** begin **

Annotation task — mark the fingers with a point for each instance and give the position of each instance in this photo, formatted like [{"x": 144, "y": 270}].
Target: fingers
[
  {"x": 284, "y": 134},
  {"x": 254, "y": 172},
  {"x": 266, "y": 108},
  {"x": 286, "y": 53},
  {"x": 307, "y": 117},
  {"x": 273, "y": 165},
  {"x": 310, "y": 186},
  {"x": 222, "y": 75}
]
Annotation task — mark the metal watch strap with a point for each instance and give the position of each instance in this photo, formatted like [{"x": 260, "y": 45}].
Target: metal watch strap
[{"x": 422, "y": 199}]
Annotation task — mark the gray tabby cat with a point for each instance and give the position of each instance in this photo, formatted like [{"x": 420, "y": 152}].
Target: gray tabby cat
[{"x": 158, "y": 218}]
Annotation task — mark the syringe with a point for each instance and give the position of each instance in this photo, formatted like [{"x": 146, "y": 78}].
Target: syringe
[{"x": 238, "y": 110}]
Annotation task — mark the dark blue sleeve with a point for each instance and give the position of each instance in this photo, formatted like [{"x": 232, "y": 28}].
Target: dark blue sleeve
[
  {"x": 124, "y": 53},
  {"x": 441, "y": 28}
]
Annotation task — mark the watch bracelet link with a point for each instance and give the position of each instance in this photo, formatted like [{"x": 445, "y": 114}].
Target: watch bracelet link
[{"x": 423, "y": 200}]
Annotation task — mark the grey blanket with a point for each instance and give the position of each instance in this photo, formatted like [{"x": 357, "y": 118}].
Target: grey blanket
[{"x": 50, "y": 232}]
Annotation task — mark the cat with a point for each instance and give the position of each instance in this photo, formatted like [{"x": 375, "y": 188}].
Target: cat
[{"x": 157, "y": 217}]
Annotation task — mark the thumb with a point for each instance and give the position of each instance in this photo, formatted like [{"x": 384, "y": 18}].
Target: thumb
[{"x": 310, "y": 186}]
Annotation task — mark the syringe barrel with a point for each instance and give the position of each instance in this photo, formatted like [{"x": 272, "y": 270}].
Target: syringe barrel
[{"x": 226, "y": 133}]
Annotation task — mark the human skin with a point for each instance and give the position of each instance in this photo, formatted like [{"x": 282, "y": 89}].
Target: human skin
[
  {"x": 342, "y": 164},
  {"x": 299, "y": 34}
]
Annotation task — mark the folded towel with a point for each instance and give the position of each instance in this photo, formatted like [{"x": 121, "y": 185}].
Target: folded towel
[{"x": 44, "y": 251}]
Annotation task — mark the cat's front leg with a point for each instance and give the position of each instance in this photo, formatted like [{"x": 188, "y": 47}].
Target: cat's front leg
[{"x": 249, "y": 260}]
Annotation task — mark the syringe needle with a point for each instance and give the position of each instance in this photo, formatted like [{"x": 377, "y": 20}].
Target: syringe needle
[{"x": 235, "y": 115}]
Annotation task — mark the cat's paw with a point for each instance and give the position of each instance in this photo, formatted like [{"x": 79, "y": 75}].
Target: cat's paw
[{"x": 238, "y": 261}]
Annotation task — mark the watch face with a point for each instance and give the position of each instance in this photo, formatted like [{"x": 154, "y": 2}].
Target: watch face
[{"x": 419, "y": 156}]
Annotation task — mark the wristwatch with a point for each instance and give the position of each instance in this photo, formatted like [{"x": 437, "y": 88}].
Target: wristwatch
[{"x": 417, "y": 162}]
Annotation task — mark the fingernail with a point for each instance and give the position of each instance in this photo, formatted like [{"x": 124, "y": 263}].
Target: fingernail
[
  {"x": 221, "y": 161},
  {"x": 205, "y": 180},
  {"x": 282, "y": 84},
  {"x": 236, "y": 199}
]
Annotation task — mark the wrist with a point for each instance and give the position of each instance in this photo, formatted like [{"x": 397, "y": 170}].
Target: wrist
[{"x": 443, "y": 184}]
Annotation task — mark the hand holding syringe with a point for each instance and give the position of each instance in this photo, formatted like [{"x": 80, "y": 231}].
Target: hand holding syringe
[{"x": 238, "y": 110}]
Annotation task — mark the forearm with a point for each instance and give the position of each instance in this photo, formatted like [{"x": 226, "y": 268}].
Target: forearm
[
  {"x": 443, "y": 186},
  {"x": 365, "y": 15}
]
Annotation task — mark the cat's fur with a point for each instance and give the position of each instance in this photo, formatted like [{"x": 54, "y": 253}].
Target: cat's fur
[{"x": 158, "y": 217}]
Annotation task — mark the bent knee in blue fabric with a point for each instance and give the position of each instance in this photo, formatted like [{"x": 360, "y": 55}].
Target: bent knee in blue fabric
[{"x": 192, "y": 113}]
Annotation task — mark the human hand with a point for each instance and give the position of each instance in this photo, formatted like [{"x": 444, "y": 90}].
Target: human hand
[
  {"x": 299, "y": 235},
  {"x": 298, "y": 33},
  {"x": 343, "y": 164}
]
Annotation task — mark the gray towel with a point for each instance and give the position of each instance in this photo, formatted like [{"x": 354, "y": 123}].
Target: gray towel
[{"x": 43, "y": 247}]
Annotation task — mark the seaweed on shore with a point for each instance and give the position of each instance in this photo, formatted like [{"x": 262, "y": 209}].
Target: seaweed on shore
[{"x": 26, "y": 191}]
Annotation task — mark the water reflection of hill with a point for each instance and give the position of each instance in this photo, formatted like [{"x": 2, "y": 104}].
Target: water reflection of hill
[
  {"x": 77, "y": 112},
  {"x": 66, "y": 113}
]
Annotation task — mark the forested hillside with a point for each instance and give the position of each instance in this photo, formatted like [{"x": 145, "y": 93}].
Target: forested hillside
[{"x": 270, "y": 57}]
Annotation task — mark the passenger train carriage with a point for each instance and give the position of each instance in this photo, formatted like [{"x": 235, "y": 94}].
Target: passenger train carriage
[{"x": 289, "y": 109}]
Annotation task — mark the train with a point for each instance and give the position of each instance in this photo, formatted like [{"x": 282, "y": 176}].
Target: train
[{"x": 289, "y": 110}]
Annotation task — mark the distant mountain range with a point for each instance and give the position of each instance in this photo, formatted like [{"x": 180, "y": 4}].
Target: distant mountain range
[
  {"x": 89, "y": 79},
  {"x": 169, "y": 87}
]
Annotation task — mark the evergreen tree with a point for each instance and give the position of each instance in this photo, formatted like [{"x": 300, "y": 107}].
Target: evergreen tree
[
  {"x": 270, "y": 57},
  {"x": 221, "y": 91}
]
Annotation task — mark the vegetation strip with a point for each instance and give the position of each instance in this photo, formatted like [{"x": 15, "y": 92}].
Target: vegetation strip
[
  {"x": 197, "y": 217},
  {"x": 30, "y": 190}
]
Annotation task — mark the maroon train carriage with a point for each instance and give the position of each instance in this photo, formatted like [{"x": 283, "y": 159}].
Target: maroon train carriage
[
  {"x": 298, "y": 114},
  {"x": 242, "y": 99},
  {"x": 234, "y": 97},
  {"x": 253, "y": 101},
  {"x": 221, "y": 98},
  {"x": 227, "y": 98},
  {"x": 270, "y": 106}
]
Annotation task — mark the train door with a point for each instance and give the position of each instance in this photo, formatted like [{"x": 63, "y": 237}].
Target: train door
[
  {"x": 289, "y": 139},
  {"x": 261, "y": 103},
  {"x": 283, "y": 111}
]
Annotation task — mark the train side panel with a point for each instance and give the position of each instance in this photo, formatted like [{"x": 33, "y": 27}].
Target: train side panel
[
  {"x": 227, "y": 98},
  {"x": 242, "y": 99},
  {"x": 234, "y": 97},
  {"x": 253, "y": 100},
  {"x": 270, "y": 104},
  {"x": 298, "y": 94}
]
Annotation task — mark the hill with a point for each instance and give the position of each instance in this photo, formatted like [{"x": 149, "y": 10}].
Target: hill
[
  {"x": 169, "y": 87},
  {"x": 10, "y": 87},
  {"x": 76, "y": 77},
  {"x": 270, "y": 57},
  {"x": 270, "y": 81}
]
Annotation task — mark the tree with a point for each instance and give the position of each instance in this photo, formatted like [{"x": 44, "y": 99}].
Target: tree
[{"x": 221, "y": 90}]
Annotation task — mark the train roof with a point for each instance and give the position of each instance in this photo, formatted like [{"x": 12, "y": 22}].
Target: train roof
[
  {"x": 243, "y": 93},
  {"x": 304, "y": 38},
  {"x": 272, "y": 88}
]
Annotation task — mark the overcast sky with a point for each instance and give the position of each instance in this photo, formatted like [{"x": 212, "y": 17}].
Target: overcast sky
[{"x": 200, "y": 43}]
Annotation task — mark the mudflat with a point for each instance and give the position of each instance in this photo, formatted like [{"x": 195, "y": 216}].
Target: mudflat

** end **

Starting at the line that contains "Annotation task — mark the hill", retype each line through the end of the listing above and nothing else.

Annotation task — mark the hill with a point for each instance and give the position of each instance in this photo, formatted like [{"x": 149, "y": 10}].
Target: hill
[
  {"x": 169, "y": 87},
  {"x": 10, "y": 87},
  {"x": 76, "y": 77},
  {"x": 270, "y": 57},
  {"x": 270, "y": 81}
]
Annotation task — mark the tree with a point for each instance and give the position of each instance in this photo, formatted like [{"x": 44, "y": 99}].
Target: tree
[{"x": 221, "y": 90}]
Annotation task — mark the train roof with a point for each instance and give the position of each instance in this photo, formatted like [{"x": 12, "y": 22}].
Target: train roof
[
  {"x": 243, "y": 93},
  {"x": 304, "y": 38},
  {"x": 272, "y": 88}
]
Annotation task — mark the overcast sky with a point for each instance and give the position of each instance in this photo, formatted like [{"x": 212, "y": 17}].
Target: overcast sky
[{"x": 200, "y": 43}]
Annotation task — mark the mudflat with a point for each instance and give the position of each instance in this photo, formatted like [{"x": 195, "y": 216}].
Target: mudflat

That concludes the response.